- [GIVEN REQUEST A]: Count the lines in the entries below that contain the string "blue". Reply with that number alone.

** start of PASSAGE SHOWN **

The DataWorks Function Compute node lets you run custom code for various business requirements. It supports periodic scheduling, making it ideal for scheduled tasks. You can also combine this node with other node types to build complete data processing workflows. This topic describes how to create and use a Function Compute node.
Prerequisites
-
Function Compute is activated.
You must activate Function Compute before you can use Function Compute nodes in DataWorks. After you activate Function Compute, familiarize yourself with its product introduction and features to ensure a smooth development process. For more information, see Activate Function Compute and What is Function Compute?.
-
A service for invoking functions has been created.
A service is a basic resource unit in Function Compute. You can perform operations such as authorization, log configuration, and function creation at the service level. Therefore, you must create a service before you develop a function. For more information, see Create a service.
-
A function has been created.
A function is the basic unit for scheduling and execution. It contains the processing logic of your code. You must write code against the Function Compute interface and deploy it as a function. For more information about how to create a function, see Create a function.
Background
Function Compute is an event-driven, fully managed compute service. You do not need to purchase and manage infrastructure such as servers. You only need to write and upload code or images. Function Compute supports the following two types of functions:
-
Event function: Suitable for event-driven models where a function is invoked when an event occurs.
-
HTTP function: Suitable for scenarios such as quickly building web applications.
You can configure the service and function in a Function Compute node and deploy the node to the production environment for periodic execution.
Limitations
-
Feature limitations
DataWorks supports invoking only event functions, not HTTP functions. Therefore, you must use an event function for tasks that you want to schedule periodically. For more information about function types, see Function types.
-
Region limitations
The Function Compute feature is available only in workspaces that reside in the following regions: China (Hangzhou), China (Shanghai), China (Beijing), China (Shenzhen), China (Chengdu), China (Hong Kong), Singapore, Malaysia (Kuala Lumpur), Indonesia (Jakarta), Germany (Frankfurt), UK (London), US (Silicon Valley), and US (Virginia).
Usage notes
-
If the service list is empty when you try to select a service, it may be for one of the following reasons:
-
Your account has overdue payments. Top up your account and refresh the node configuration page.
-
The currently logged-in user does not have permissions to retrieve the service list. Contact the owner of your Alibaba Cloud account to grant your RAM user the fc:ListServices permission, or attach the AliyunFCFullAccess policy. After the permissions are granted, refresh the node configuration page and try again. For more information about how to grant permissions, see Grant permissions to a RAM user.

** end of PASSAGE SHOWN **
** start of EXCERPTED RECORDS **

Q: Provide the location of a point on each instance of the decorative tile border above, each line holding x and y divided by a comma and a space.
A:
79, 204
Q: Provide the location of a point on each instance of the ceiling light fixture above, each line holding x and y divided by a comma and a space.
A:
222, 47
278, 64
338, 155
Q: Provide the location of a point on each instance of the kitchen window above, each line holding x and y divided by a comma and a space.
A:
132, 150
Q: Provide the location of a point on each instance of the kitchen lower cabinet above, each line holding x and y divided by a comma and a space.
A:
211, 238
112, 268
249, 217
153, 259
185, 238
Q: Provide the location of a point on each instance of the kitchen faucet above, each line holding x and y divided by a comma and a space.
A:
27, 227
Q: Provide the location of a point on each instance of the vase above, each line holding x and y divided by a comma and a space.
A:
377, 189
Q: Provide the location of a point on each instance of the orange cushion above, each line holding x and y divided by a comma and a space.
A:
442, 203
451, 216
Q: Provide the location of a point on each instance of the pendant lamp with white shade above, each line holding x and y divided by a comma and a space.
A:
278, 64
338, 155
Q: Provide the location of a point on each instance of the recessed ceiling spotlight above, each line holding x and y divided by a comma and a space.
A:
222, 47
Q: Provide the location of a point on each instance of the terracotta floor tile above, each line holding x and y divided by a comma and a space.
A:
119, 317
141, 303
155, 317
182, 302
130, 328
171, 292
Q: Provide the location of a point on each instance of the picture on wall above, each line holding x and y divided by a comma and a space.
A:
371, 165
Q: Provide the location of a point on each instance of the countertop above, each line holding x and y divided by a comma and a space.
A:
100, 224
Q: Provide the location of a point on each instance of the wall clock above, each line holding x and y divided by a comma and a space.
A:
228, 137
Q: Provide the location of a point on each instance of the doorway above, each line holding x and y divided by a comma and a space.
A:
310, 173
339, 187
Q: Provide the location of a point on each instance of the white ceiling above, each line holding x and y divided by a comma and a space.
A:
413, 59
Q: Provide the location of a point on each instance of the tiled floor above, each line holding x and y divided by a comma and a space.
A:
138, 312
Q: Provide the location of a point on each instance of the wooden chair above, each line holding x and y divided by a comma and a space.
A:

** end of EXCERPTED RECORDS **
** start of EXCERPTED RECORDS **

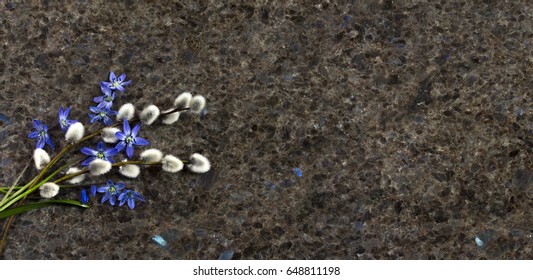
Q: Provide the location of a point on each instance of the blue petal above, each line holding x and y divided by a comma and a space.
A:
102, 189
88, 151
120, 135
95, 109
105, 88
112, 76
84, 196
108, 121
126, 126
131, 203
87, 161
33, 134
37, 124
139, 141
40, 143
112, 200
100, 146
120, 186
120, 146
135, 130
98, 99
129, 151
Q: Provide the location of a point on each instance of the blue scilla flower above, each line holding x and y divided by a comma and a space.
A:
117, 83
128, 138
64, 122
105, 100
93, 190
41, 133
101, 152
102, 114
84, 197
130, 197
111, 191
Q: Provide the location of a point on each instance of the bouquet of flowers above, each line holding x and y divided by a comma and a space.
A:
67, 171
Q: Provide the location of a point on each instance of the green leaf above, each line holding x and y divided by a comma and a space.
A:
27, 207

** end of EXCERPTED RECORDS **

- [GIVEN REQUEST B]: Please output the Function Compute node guide above from "Prerequisites" up to and including "function has been created.".

- [TASK RESULT A]: 2

- [TASK RESULT B]:
Prerequisites
-
Function Compute is activated.
You must activate Function Compute before you can use Function Compute nodes in DataWorks. After you activate Function Compute, familiarize yourself with its product introduction and features to ensure a smooth development process. For more information, see Activate Function Compute and What is Function Compute?.
-
A service for invoking functions has been created.
A service is a basic resource unit in Function Compute. You can perform operations such as authorization, log configuration, and function creation at the service level. Therefore, you must create a service before you develop a function. For more information, see Create a service.
-
A function has been created.